Task instructions: Copy each entry below without any change.

Source records:

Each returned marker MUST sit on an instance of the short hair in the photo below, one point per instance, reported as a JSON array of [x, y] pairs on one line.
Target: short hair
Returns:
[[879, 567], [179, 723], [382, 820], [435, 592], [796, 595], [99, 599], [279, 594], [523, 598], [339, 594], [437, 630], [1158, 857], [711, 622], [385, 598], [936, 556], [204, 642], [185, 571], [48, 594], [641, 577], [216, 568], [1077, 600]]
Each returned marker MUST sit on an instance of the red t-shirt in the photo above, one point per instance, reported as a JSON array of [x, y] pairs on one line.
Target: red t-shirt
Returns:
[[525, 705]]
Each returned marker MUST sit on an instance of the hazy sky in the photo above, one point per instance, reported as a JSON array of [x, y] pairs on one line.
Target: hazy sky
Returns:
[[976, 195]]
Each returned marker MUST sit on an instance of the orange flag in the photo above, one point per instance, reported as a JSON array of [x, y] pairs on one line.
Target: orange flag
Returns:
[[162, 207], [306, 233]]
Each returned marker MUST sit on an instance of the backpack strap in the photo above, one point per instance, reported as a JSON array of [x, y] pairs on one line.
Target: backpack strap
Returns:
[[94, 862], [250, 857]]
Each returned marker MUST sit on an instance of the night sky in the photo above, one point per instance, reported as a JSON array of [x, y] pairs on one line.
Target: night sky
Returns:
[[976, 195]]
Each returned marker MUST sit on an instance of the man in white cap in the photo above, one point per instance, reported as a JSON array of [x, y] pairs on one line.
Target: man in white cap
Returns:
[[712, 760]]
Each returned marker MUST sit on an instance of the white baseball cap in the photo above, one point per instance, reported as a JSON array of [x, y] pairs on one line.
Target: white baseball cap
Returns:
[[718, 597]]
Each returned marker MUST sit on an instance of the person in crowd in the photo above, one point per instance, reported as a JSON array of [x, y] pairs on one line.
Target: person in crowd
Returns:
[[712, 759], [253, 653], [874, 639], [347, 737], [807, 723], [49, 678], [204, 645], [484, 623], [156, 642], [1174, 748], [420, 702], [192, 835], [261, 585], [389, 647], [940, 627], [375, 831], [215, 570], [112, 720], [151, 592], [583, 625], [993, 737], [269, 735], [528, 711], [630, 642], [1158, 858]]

Expected output:
Each returned marker MUST sit on an instance of the short hair in the photo below, one point per instance, reported as a JSON array of [x, y] pairs on one line.
Target: short hair
Returns:
[[879, 567], [179, 723], [382, 820], [435, 592], [796, 595], [99, 599], [279, 594], [523, 598], [339, 594], [437, 630], [1158, 857], [711, 622], [385, 598], [936, 556], [204, 642], [185, 571], [48, 594], [641, 577], [216, 568], [1077, 600]]
Each returned marker MUST sit on an instance of the red t-shirt in the photo above, one point per instance, reported as a JSON array of [x, y] pairs on one line.
Target: red t-shirt
Returns:
[[525, 705]]
Each returned marker MUST sit on an instance of the hazy sky in the photo above, one point per instance, reported as a JSON array of [x, y] pairs on one line.
Target: hazy sky
Returns:
[[976, 195]]
Each returned marker MUST sit on an instance of the orange flag in the photo above, one point per instance, reported as a JSON array of [x, y] pairs on one line.
Target: orange flag
Returns:
[[162, 207], [306, 233]]
Each returned marker MUST sit on an instance of the backpack strap in the photo above, one point per instance, reported as a JSON array of [x, y] pairs on one line.
Target: backpack strap
Returns:
[[94, 862], [250, 857]]
Each returned marker MUST sit on an instance of the night sky in the photo above, one point per instance, reported as a JSON array of [x, y] pairs on one line.
Target: night sky
Returns:
[[976, 195]]
Each returned marker MUST sit on an instance of the man in white cap in the photo above, one point per instance, reported as a JSON array of [x, y] pairs on one line.
Target: man in white cap
Returns:
[[712, 760]]
Each returned marker MUST sit on an instance of the white baseball cap in the photo above, one point per instance, reported as a JSON array of [x, y] pairs on one line.
Target: white baseball cap
Returns:
[[718, 597]]
Each returned marker MUST sit on an instance of the person in crowd in the photo above, one point per instance, reported as a JSON array of [x, y] pairs on one line.
Target: person in crowd
Returns:
[[712, 759], [253, 653], [874, 639], [347, 737], [807, 723], [49, 678], [204, 645], [484, 623], [156, 642], [1174, 748], [420, 702], [192, 835], [261, 585], [389, 647], [940, 627], [375, 831], [215, 570], [112, 720], [151, 592], [583, 625], [993, 737], [269, 735], [528, 711], [630, 642], [1158, 858]]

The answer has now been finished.